• **Quoted text**:
* Begin *

[ovs-discuss] About CPU usage and packet size

Tue Jun 14 06:18:23 UTC 2011

On Jun 13, 2011, at 10:23 PM, Victor T. wrote:

> So i would like to ask now more specifically about the CPU usage of the OpenVSwitch and the different types of packet size in a flow.
> 
> My test setup consists of 3 PCs, where 1 sends data to 3 by 2(OpenVSwitch,Nox). The traffic was generated by Iperf UDP.
> 
> I tested with datagram sizes of 100 bytes and 1470 bytes, and the difference i've noticed is that in the CPU monitor, when i use a 50Mb/s bandwidth and 100 bytes of datagram, the CPU usage meter rises up and stays high for a few seconds, and then drops and becomes "normal", even with the flow passing through it.
> 
> With the same BW and 1470 byte-datagram, the CPU usage meter didn't rise much, and as the other one in a few seconds you just could say its there...
> 
> Is this normal?

As I mentioned on the OpenFlow list, my guess is that your small packets are going at such a high rate that many of them are going up to userspace (ovs-vswitchd) before the kernel entries can be added.  The CPU drop probably occurs once the flows are in the kernel.  My guess is that if you ran the same test with TCP, you wouldn't see the same CPU spike, since the packets won't start blasting until after the 3-way handshake has completed.

* End *

• **Listed records**:

* Begin *

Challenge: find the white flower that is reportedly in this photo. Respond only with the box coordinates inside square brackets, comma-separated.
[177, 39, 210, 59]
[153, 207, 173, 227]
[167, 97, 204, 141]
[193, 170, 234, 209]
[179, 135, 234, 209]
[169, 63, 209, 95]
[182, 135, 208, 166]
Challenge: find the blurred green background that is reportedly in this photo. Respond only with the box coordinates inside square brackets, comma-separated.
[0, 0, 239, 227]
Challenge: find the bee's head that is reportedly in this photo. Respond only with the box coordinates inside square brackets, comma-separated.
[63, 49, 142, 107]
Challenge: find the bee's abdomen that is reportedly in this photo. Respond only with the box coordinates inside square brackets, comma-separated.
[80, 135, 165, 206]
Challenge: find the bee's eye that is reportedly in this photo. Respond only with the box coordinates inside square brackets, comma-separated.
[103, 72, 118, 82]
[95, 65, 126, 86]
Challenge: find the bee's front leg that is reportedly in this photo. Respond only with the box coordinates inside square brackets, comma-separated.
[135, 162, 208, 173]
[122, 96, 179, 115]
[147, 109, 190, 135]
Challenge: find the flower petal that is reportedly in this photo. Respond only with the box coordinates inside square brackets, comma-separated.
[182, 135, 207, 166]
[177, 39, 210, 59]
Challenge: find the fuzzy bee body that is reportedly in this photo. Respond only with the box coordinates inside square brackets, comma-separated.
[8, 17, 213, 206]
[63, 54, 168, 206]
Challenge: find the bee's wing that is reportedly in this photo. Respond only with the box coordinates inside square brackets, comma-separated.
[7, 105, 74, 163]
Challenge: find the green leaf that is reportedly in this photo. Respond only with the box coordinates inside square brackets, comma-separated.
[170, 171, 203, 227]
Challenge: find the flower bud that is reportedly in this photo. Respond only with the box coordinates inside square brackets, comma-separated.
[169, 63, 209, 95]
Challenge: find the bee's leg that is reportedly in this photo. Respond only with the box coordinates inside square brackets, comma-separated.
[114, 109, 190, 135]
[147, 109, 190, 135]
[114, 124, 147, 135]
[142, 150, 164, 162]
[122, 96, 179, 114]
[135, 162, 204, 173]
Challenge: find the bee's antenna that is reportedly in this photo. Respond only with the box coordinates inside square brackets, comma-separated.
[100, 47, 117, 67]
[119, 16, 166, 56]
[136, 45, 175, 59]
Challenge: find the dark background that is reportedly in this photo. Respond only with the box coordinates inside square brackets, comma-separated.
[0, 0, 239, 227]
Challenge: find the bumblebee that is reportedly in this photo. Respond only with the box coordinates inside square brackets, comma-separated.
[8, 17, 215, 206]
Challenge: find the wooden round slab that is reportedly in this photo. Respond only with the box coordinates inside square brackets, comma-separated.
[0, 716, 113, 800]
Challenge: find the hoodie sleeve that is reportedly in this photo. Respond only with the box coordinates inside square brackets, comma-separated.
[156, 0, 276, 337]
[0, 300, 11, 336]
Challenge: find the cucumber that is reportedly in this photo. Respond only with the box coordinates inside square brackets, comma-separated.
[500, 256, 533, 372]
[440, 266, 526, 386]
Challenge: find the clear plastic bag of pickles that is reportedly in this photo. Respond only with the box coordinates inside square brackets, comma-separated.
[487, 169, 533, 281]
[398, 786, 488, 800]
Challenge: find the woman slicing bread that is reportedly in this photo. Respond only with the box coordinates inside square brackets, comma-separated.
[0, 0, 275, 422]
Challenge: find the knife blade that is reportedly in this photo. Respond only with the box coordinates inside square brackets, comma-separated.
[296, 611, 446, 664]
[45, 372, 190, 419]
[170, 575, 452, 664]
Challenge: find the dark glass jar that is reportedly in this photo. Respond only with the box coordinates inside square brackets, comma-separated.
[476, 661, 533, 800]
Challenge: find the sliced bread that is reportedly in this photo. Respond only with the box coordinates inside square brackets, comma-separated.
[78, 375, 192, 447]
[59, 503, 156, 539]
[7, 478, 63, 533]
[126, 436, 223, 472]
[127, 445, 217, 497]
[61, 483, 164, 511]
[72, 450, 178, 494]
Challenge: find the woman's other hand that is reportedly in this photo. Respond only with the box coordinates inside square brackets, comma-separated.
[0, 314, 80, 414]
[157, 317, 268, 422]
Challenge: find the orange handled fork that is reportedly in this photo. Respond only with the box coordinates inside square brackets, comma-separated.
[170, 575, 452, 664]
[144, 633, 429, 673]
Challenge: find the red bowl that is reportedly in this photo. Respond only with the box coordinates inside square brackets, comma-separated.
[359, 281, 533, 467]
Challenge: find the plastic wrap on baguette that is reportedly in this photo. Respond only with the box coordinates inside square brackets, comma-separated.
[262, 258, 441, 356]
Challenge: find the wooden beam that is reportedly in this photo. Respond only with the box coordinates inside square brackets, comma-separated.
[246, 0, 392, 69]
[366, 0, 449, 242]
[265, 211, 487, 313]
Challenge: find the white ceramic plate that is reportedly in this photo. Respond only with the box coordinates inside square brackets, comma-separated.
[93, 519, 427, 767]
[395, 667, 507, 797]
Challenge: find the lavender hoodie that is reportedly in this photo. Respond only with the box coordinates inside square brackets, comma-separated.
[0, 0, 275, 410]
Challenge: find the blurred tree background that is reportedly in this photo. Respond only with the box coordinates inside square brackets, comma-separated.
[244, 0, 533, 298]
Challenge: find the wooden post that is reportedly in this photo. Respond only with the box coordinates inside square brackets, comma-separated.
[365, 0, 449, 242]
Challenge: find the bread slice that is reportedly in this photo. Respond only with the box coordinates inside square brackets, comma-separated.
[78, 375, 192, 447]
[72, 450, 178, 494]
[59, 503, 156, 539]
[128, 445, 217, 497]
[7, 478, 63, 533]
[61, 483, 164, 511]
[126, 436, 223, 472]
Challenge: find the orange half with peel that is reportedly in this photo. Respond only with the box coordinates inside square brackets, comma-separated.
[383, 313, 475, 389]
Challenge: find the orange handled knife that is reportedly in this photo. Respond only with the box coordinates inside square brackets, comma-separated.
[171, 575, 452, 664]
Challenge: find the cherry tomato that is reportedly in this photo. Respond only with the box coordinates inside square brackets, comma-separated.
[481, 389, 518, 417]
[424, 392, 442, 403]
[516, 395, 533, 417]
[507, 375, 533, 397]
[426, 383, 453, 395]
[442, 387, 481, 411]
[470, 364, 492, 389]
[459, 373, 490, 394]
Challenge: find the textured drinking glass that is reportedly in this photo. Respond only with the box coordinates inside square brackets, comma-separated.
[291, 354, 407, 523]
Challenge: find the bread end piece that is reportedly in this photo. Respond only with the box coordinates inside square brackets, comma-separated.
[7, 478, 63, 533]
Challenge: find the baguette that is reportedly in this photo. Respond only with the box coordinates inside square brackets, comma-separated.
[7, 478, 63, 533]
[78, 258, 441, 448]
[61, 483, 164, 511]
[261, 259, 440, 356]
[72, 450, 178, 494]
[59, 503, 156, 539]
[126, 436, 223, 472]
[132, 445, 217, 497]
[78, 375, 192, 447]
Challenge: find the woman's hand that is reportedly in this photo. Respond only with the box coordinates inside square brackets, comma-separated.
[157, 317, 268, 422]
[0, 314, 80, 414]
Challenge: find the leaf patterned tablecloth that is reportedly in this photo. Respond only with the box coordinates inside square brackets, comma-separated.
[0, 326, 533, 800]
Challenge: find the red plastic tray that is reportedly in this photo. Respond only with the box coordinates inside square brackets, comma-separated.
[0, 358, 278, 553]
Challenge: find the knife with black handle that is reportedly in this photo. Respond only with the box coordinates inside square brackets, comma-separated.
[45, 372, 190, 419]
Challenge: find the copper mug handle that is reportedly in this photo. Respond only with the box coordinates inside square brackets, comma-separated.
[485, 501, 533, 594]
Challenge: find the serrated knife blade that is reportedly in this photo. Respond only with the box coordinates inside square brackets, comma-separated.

* End *

• **Given problem 1**: Repeat the ovs-discuss message from "[ovs-discuss] About CPU" to "by Iperf UDP.".
• **Given problem 2**:
Answer these questions about the ovs-discuss message.
(a) Which two datagram sizes were tested?
(b) What generated the traffic in the test setup?
(c) Which protocol does the reply suggest running the same test with?
The records are separate material, unrelated to the ovs-discuss message.

• **Exercise answer 1**:
[ovs-discuss] About CPU usage and packet size

Tue Jun 14 06:18:23 UTC 2011

On Jun 13, 2011, at 10:23 PM, Victor T. wrote:

> So i would like to ask now more specifically about the CPU usage of the OpenVSwitch and the different types of packet size in a flow.
> 
> My test setup consists of 3 PCs, where 1 sends data to 3 by 2(OpenVSwitch,Nox). The traffic was generated by Iperf UDP.

• **Exercise answer 2**:
(a) 100 bytes and 1470 bytes.
(b) Iperf UDP.
(c) TCP.